→ GIVEN TASK: Return, exactly, the line that contains "A single pin marks each instance of the white building" together with all lines after it to the end of the entries, and no further lines.

→ SUPPLIED RECORDS:
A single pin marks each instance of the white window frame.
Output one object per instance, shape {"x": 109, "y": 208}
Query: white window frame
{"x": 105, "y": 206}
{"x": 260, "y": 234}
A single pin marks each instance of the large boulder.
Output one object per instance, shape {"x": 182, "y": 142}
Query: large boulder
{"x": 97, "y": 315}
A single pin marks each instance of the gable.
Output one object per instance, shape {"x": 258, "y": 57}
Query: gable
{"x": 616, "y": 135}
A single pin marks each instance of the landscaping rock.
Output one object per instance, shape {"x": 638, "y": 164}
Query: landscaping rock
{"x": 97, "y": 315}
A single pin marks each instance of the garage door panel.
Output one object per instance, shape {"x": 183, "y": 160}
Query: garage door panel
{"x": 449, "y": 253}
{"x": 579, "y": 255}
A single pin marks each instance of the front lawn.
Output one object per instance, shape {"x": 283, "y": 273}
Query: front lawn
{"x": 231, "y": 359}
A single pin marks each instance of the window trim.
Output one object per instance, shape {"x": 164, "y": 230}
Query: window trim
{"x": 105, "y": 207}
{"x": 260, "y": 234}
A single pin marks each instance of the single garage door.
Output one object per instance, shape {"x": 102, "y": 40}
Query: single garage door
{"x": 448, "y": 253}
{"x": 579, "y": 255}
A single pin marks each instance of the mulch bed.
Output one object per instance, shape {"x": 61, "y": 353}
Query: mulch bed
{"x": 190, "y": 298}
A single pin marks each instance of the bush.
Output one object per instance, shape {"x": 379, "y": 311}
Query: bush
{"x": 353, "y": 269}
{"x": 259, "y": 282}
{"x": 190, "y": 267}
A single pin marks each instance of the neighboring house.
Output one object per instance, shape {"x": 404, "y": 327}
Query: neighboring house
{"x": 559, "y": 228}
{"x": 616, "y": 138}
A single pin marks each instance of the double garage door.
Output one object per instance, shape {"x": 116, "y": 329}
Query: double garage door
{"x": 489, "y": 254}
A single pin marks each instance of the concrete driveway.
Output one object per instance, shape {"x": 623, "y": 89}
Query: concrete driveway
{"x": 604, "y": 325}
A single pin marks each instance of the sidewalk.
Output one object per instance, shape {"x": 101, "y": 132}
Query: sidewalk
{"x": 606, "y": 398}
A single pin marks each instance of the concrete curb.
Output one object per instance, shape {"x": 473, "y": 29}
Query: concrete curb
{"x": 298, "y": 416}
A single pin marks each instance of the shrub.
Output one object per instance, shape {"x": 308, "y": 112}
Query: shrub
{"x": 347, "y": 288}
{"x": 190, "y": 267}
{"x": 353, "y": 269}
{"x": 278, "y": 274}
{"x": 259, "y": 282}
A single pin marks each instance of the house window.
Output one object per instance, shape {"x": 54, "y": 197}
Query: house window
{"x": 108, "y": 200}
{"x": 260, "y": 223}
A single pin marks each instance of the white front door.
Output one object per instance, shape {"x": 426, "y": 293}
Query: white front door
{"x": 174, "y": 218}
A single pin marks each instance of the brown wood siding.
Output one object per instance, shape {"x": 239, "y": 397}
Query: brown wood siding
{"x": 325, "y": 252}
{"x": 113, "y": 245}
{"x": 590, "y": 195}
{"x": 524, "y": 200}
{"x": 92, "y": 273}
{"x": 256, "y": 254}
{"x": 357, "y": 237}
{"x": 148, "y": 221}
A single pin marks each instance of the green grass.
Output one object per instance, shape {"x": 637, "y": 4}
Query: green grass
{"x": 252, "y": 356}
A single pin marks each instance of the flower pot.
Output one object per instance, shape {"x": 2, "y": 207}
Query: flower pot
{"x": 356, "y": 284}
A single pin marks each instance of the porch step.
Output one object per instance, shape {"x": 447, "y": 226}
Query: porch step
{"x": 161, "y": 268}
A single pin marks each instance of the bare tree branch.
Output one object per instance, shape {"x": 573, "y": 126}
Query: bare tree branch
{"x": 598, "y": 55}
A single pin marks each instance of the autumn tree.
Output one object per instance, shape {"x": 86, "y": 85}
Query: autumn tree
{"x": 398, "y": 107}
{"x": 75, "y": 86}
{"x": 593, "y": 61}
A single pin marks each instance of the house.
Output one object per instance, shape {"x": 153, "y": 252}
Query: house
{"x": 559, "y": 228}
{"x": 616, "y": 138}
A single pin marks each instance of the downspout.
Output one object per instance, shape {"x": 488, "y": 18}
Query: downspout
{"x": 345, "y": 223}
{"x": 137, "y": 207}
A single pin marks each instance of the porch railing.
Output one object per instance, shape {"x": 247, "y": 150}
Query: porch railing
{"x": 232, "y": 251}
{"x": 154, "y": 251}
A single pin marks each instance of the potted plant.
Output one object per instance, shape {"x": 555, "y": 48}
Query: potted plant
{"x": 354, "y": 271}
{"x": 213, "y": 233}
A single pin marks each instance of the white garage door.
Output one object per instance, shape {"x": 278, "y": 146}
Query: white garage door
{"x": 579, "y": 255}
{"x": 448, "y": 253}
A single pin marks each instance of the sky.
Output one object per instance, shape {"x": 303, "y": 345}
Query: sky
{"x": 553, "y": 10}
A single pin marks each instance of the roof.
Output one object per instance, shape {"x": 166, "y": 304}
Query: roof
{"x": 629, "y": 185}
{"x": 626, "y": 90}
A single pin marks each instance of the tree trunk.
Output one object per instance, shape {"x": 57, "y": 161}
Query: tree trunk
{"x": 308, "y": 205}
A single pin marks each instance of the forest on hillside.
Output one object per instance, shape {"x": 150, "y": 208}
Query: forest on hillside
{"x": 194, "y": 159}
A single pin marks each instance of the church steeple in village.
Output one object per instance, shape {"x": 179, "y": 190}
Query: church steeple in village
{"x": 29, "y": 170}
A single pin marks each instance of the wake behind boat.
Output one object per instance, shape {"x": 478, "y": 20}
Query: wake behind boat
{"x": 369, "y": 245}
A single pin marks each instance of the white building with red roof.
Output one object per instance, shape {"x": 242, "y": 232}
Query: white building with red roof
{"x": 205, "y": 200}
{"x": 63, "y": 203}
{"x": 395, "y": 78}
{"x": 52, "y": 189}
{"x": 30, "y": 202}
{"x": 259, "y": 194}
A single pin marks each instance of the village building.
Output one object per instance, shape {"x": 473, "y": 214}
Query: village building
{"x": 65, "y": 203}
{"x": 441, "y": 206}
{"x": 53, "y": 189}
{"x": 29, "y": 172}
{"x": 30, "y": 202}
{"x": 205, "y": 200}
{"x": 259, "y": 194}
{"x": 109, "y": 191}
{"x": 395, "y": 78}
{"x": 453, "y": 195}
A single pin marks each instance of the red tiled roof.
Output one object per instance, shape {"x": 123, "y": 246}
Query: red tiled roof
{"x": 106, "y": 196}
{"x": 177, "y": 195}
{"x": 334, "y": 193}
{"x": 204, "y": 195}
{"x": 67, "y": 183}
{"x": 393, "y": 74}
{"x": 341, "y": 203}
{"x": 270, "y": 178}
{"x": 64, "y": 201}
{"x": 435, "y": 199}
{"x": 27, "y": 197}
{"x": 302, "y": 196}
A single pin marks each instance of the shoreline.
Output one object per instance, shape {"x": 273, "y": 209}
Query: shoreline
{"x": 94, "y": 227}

→ EXERCISE RESPONSE:
A single pin marks each instance of the white building with red roof.
Output one object per instance, shape {"x": 242, "y": 232}
Query: white building with red roof
{"x": 205, "y": 200}
{"x": 63, "y": 203}
{"x": 395, "y": 78}
{"x": 52, "y": 189}
{"x": 30, "y": 202}
{"x": 259, "y": 194}
A single pin marks each instance of the village building.
Output one object per instance, shape {"x": 473, "y": 214}
Query: village building
{"x": 65, "y": 203}
{"x": 441, "y": 206}
{"x": 53, "y": 189}
{"x": 29, "y": 172}
{"x": 30, "y": 202}
{"x": 205, "y": 200}
{"x": 259, "y": 194}
{"x": 109, "y": 191}
{"x": 395, "y": 78}
{"x": 453, "y": 195}
A single pin marks each instance of the red tiled roof.
Output one object per instance, shape {"x": 123, "y": 246}
Query: red tiled roof
{"x": 106, "y": 196}
{"x": 177, "y": 195}
{"x": 334, "y": 193}
{"x": 204, "y": 195}
{"x": 67, "y": 183}
{"x": 393, "y": 74}
{"x": 341, "y": 203}
{"x": 270, "y": 178}
{"x": 64, "y": 201}
{"x": 435, "y": 199}
{"x": 27, "y": 197}
{"x": 302, "y": 196}
A single pin marks each instance of the shoreline.
Output one object per instance, shape {"x": 273, "y": 209}
Query: shoreline
{"x": 94, "y": 227}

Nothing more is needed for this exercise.